*Instructions:*
(1) Return, word for word, the part of the tiled matrix multiplication text that opens with the words containing "Each thread in" and closes with "position (i0, i1).".
(2) Write the next part of the text on tiled matrix multiplication with shared memory, starting after its final sentence.

--- Start Text ---

Each thread in a block iterates over all the tiles and accumulates the result of the dot product. If the block size is (blockDim.x, blockDim.y)=(L1, L0) then the allocations of shared memory memory for A and B are defined to be of size (blockDim.y, chunk_len) and (blockDim.x, chunk_len) respectively. Each completed tile (along row i0 of A and row i1 of B represents a partial dot product along the N1_A axis, and the accumulated dot product is placed into C at position (i0, i1).
Here is the source code for the tiled kernel in mat_mult_tile_shared_AB.cpp. Shared memory is reused for each chunk/tile. Notice that we also have to place a second __syncthreads() call after each tile is completed to make sure that all threads in a block are in sync before moving to the next tile.

--- End Text ---
--- Start Record set ---

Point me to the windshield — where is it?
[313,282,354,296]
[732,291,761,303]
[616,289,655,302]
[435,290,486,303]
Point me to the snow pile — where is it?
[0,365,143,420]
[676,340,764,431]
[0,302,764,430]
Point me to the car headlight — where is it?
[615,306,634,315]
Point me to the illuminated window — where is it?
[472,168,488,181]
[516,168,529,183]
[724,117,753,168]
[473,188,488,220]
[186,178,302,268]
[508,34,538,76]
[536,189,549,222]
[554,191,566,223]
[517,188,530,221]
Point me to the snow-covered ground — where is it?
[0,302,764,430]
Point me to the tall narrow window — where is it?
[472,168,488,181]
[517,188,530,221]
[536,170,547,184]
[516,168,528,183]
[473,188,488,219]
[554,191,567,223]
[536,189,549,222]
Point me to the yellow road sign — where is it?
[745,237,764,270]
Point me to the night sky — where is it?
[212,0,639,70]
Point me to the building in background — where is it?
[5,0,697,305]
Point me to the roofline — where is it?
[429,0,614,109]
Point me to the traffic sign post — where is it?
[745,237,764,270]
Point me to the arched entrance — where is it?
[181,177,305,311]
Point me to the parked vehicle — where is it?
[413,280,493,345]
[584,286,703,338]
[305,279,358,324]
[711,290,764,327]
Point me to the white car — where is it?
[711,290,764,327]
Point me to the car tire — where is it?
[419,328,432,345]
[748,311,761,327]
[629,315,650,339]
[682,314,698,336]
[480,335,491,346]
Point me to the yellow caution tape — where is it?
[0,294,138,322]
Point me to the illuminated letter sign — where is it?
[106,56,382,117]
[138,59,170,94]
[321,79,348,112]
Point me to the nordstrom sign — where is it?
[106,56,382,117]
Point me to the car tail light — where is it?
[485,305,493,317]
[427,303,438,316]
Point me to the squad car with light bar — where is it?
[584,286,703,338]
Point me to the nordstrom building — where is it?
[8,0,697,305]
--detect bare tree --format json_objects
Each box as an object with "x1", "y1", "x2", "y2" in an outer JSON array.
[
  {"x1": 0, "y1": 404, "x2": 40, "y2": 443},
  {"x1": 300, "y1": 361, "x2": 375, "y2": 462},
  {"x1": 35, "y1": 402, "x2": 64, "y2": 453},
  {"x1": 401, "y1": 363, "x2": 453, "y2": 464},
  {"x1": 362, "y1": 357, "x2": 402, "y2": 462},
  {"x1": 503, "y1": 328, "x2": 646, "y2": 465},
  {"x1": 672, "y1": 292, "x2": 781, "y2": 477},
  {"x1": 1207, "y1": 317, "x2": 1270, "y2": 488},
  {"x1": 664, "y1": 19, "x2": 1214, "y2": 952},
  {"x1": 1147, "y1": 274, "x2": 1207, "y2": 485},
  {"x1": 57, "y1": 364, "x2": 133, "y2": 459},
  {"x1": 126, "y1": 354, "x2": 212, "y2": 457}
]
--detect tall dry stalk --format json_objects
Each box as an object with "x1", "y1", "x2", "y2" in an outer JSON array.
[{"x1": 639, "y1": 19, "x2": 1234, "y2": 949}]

--- End Record set ---

*Outputs in order:*
(1)
Each thread in a block iterates over all the tiles and accumulates the result of the dot product. If the block size is (blockDim.x, blockDim.y)=(L1, L0) then the allocations of shared memory memory for A and B are defined to be of size (blockDim.y, chunk_len) and (blockDim.x, chunk_len) respectively. Each completed tile (along row i0 of A and row i1 of B represents a partial dot product along the N1_A axis, and the accumulated dot product is placed into C at position (i0, i1).

(2)
// Source code in mat_mult_tile_shared_AB.cpp
// Matrix multiply kernel that uses shared memory for A
__global__ void mat_mult_tile_shared_AB (
float_type* A_star,
float_type* B_star,
float_type* C,
size_t chunk_len,
size_t nchunks,
size_t N0_C,
size_t N1_C) {
// Access the allocation of shared memory
extern __shared__ char shared[];
// N1_A_star >= N1_A
// A_star is of size (N0_C, N1_A_star)
// B_star is of size (N1_A_star, N1_C)
// C is of size (N0_C, N1_C)
// i0 and i1 represent the coordinates in Matrix C
// We assume row-major ordering for the matrices
size_t i0 = blockIdx.y * blockDim.y + threadIdx.y;
size_t i1 = blockIdx.x * blockDim.x + threadIdx.x;
// Location within the block
size_t s0=threadIdx.y;
size_t s1=threadIdx.x;
// block size
size_t L0=blockDim.y;
size_t L1=blockDim.x;
// Get a pointer to shared_A from shared
// shared_A is of size (L0, chunk_len)
// shared_B is of size (L1, chunk_len)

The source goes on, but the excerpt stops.